§ WHAT IS ASKED
Copy every one of the data records below word for word, without changing anything.

------ SUPPLIED MATERIAL ------

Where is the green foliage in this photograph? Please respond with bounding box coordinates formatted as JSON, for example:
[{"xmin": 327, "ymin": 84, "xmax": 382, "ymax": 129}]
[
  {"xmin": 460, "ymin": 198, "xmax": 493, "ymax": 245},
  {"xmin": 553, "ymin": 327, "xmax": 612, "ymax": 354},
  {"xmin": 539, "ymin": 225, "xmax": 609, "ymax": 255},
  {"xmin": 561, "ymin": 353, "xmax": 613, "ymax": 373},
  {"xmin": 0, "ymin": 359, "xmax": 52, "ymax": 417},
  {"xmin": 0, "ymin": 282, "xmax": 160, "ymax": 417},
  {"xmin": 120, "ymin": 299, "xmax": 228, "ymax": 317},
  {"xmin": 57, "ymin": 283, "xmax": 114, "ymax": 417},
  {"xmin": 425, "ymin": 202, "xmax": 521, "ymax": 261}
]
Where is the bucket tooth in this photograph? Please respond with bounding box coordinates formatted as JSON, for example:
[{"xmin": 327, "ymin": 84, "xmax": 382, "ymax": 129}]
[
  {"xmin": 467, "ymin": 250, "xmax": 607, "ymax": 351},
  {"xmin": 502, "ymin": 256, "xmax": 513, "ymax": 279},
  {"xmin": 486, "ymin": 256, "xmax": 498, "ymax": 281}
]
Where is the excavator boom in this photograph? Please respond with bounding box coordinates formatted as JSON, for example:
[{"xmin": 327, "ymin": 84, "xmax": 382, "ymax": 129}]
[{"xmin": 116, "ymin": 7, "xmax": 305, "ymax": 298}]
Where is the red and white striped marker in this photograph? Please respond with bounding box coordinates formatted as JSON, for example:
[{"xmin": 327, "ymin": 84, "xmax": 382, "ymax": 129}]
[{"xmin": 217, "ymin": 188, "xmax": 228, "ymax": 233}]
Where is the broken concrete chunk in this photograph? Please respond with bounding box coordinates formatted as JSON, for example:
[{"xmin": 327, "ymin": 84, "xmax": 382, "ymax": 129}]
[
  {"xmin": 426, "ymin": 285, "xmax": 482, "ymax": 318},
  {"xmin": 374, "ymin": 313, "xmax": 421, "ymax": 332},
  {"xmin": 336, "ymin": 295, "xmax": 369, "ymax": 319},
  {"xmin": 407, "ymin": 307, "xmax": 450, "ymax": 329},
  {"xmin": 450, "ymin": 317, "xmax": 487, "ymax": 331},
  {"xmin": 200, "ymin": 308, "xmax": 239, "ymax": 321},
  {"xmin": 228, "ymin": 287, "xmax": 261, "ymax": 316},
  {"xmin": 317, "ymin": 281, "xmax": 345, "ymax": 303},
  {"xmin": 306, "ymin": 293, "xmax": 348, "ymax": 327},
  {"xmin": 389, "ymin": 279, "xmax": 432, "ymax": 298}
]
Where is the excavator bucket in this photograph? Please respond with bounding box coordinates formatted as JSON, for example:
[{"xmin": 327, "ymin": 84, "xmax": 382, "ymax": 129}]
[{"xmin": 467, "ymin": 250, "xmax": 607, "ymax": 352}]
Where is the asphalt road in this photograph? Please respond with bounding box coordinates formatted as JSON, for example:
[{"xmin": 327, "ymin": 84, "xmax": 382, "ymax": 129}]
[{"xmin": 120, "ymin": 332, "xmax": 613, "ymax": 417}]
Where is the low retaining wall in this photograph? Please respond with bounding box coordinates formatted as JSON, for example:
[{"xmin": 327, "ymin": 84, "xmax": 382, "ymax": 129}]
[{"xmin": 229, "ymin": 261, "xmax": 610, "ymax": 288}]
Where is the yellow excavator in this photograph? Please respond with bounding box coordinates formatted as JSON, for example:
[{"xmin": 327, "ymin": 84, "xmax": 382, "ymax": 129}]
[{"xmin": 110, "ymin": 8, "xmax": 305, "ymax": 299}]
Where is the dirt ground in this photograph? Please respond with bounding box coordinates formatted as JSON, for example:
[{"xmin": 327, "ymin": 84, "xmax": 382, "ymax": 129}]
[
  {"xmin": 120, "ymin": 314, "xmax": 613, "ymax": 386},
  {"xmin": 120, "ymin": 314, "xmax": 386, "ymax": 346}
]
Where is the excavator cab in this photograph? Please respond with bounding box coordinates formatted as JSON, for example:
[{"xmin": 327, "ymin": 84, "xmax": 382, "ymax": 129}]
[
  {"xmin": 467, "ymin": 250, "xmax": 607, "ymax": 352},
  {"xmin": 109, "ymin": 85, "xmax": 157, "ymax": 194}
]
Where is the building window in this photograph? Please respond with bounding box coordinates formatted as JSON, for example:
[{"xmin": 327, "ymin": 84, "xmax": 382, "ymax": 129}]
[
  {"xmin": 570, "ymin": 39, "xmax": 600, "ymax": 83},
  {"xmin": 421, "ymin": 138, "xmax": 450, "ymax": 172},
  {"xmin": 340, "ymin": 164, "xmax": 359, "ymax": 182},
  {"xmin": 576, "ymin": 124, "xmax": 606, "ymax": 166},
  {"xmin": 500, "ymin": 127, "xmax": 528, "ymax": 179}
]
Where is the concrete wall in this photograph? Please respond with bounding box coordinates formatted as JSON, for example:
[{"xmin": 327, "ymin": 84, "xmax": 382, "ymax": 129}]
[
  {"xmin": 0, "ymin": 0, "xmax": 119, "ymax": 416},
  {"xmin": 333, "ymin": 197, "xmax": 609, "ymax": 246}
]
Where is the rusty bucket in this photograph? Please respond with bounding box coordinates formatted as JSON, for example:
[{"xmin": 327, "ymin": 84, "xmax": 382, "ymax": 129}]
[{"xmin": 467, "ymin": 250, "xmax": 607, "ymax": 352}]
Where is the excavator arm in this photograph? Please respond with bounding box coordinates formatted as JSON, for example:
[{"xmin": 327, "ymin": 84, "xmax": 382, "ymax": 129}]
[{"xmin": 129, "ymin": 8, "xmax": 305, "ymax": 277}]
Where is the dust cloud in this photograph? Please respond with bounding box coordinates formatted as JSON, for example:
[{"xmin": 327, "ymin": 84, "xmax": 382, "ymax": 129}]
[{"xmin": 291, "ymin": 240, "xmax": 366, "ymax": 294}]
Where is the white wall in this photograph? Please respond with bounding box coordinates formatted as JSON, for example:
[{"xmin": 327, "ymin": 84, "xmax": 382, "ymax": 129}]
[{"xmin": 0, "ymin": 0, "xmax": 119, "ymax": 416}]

------

§ EXERCISE RESPONSE
Where is the green foliage in this photograph? Please respond with bounding box coordinates formatted as JSON, for example:
[{"xmin": 327, "ymin": 84, "xmax": 382, "ymax": 129}]
[
  {"xmin": 460, "ymin": 198, "xmax": 493, "ymax": 245},
  {"xmin": 553, "ymin": 327, "xmax": 612, "ymax": 354},
  {"xmin": 539, "ymin": 225, "xmax": 609, "ymax": 255},
  {"xmin": 561, "ymin": 353, "xmax": 613, "ymax": 373},
  {"xmin": 0, "ymin": 359, "xmax": 52, "ymax": 417},
  {"xmin": 0, "ymin": 282, "xmax": 160, "ymax": 417},
  {"xmin": 120, "ymin": 299, "xmax": 228, "ymax": 317},
  {"xmin": 57, "ymin": 283, "xmax": 114, "ymax": 417},
  {"xmin": 425, "ymin": 202, "xmax": 521, "ymax": 261}
]
Where is the bucket tooth in this photograph? Please respond with bounding box coordinates formatted as JSON, for example:
[{"xmin": 327, "ymin": 84, "xmax": 382, "ymax": 129}]
[
  {"xmin": 467, "ymin": 250, "xmax": 607, "ymax": 351},
  {"xmin": 502, "ymin": 256, "xmax": 513, "ymax": 279},
  {"xmin": 486, "ymin": 256, "xmax": 498, "ymax": 281}
]
Where is the excavator boom in this photograph? Please respond with bounding box coordinates formatted as JSON, for example:
[{"xmin": 327, "ymin": 84, "xmax": 382, "ymax": 129}]
[{"xmin": 116, "ymin": 7, "xmax": 305, "ymax": 298}]
Where is the red and white striped marker in this photograph? Please respond with bounding box coordinates formatted as JSON, for example:
[{"xmin": 327, "ymin": 84, "xmax": 382, "ymax": 129}]
[{"xmin": 217, "ymin": 188, "xmax": 228, "ymax": 233}]
Where is the broken concrete chunk in this photograph? Please respond with bounding box coordinates formatted as JSON, for example:
[{"xmin": 327, "ymin": 84, "xmax": 382, "ymax": 129}]
[
  {"xmin": 426, "ymin": 285, "xmax": 482, "ymax": 318},
  {"xmin": 374, "ymin": 313, "xmax": 421, "ymax": 332},
  {"xmin": 336, "ymin": 295, "xmax": 369, "ymax": 319},
  {"xmin": 407, "ymin": 307, "xmax": 450, "ymax": 329},
  {"xmin": 450, "ymin": 317, "xmax": 487, "ymax": 331},
  {"xmin": 200, "ymin": 308, "xmax": 239, "ymax": 321},
  {"xmin": 228, "ymin": 287, "xmax": 261, "ymax": 316},
  {"xmin": 317, "ymin": 281, "xmax": 345, "ymax": 303},
  {"xmin": 306, "ymin": 293, "xmax": 348, "ymax": 327},
  {"xmin": 389, "ymin": 279, "xmax": 432, "ymax": 298}
]
Where is the excavator bucket in this photograph? Please respond with bounding box coordinates formatted as JSON, for example:
[{"xmin": 327, "ymin": 84, "xmax": 382, "ymax": 129}]
[{"xmin": 467, "ymin": 250, "xmax": 607, "ymax": 352}]
Where is the asphalt road in this photograph? Please respond with bounding box coordinates formatted as JSON, for example:
[{"xmin": 327, "ymin": 84, "xmax": 382, "ymax": 129}]
[{"xmin": 120, "ymin": 332, "xmax": 613, "ymax": 417}]
Where is the low retaining wall in this photograph? Please respond with bounding box coordinates formatted as JSON, for example:
[{"xmin": 327, "ymin": 84, "xmax": 382, "ymax": 129}]
[{"xmin": 229, "ymin": 261, "xmax": 610, "ymax": 288}]
Where is the yellow excavator in this photograph? Please respond with bounding box coordinates formatted as JSON, for example:
[{"xmin": 327, "ymin": 84, "xmax": 382, "ymax": 129}]
[{"xmin": 110, "ymin": 8, "xmax": 305, "ymax": 299}]
Where is the dirt ground in this photograph? Please respond with bounding box coordinates formatted as JSON, for example:
[{"xmin": 327, "ymin": 84, "xmax": 382, "ymax": 129}]
[
  {"xmin": 120, "ymin": 314, "xmax": 613, "ymax": 386},
  {"xmin": 120, "ymin": 314, "xmax": 386, "ymax": 346}
]
Where is the excavator cab in this photograph? Please respond with bounding box coordinates formatted as JSON, for example:
[{"xmin": 327, "ymin": 84, "xmax": 382, "ymax": 129}]
[
  {"xmin": 467, "ymin": 250, "xmax": 607, "ymax": 352},
  {"xmin": 109, "ymin": 85, "xmax": 157, "ymax": 194}
]
Where is the building window in this photograph? Please respond with bounding box coordinates formatted as JSON, for example:
[{"xmin": 327, "ymin": 84, "xmax": 382, "ymax": 129}]
[
  {"xmin": 570, "ymin": 39, "xmax": 600, "ymax": 83},
  {"xmin": 421, "ymin": 138, "xmax": 450, "ymax": 172},
  {"xmin": 340, "ymin": 164, "xmax": 359, "ymax": 182},
  {"xmin": 576, "ymin": 124, "xmax": 606, "ymax": 166},
  {"xmin": 500, "ymin": 127, "xmax": 528, "ymax": 179}
]
Where is the concrete wall in this photograph? Please respond with bounding box coordinates formatted as JSON, for example:
[{"xmin": 327, "ymin": 84, "xmax": 382, "ymax": 129}]
[
  {"xmin": 0, "ymin": 0, "xmax": 119, "ymax": 416},
  {"xmin": 333, "ymin": 197, "xmax": 609, "ymax": 246}
]
Where is the rusty bucket in this photograph? Please respond with bounding box coordinates formatted as JSON, for example:
[{"xmin": 327, "ymin": 84, "xmax": 382, "ymax": 129}]
[{"xmin": 467, "ymin": 250, "xmax": 607, "ymax": 352}]
Where is the excavator arm in this photograph? Please respond with bounding box coordinates formatted as JSON, for example:
[{"xmin": 327, "ymin": 84, "xmax": 382, "ymax": 129}]
[{"xmin": 129, "ymin": 8, "xmax": 305, "ymax": 277}]
Where is the dust cloud in this photograph? Please respond with bounding box coordinates formatted as JSON, for example:
[{"xmin": 327, "ymin": 84, "xmax": 382, "ymax": 129}]
[{"xmin": 291, "ymin": 240, "xmax": 366, "ymax": 294}]
Where is the white wall in this photograph? Please respond with bounding box coordinates formatted as JSON, for example:
[{"xmin": 327, "ymin": 84, "xmax": 382, "ymax": 129}]
[{"xmin": 0, "ymin": 0, "xmax": 119, "ymax": 416}]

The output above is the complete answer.